Dataset entries:
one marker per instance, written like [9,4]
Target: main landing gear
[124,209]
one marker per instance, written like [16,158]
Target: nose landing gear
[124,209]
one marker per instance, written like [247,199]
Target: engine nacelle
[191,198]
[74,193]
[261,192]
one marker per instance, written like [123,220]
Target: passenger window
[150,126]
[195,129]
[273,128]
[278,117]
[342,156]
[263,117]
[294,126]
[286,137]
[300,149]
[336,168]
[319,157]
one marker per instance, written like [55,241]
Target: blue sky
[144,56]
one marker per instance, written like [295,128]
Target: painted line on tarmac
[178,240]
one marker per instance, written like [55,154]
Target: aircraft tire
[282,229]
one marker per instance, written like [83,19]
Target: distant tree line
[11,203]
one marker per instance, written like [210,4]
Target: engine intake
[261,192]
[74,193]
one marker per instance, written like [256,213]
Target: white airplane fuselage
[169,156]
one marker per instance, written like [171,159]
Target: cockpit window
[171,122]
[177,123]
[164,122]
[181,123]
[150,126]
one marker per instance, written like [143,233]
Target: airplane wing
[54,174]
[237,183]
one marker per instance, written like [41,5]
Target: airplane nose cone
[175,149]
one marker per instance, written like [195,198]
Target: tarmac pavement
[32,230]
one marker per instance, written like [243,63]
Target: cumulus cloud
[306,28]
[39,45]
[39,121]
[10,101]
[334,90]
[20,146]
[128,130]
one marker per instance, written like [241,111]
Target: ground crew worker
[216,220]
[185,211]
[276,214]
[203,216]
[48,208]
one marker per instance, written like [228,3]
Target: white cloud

- REQUIRED WORK
Exact copies of the lines from the one holding "Target: engine nacelle" to the end of the entries are all that should be written.

- SOLVED PROBLEM
Target: engine nacelle
[191,198]
[74,193]
[261,192]
one marker per instance, written like [123,220]
Target: passenger window
[150,126]
[195,129]
[273,128]
[278,117]
[342,156]
[263,117]
[294,126]
[286,137]
[300,149]
[336,168]
[319,157]
one marker per instance, written like [55,241]
Target: blue sky
[144,56]
one marker per instance, written like [295,128]
Target: painted line on tarmac
[178,240]
one marker per instance, written like [55,154]
Target: aircraft tire
[282,229]
one marker per instance, written like [83,19]
Target: distant tree line
[11,203]
one marker per instance, written like [210,4]
Target: engine intake
[261,192]
[74,193]
one marker per instance, written like [256,213]
Target: white airplane fuselage
[169,156]
one marker per instance, written like [171,159]
Target: cockpit window
[171,122]
[177,123]
[164,122]
[181,123]
[150,126]
one marker per instance, written like [143,233]
Target: airplane wing
[54,174]
[237,183]
one marker per instance, written like [41,5]
Target: airplane nose cone
[175,149]
one marker per instance, written like [195,198]
Target: tarmac pavement
[32,230]
one marker per instance, written like [243,63]
Target: cumulus cloud
[306,28]
[39,45]
[39,121]
[10,101]
[334,90]
[20,146]
[128,130]
one marker per instance, written like [241,111]
Target: ground crew worker
[216,220]
[185,211]
[276,214]
[203,216]
[48,208]
one marker per instance, written like [228,3]
Target: white cloud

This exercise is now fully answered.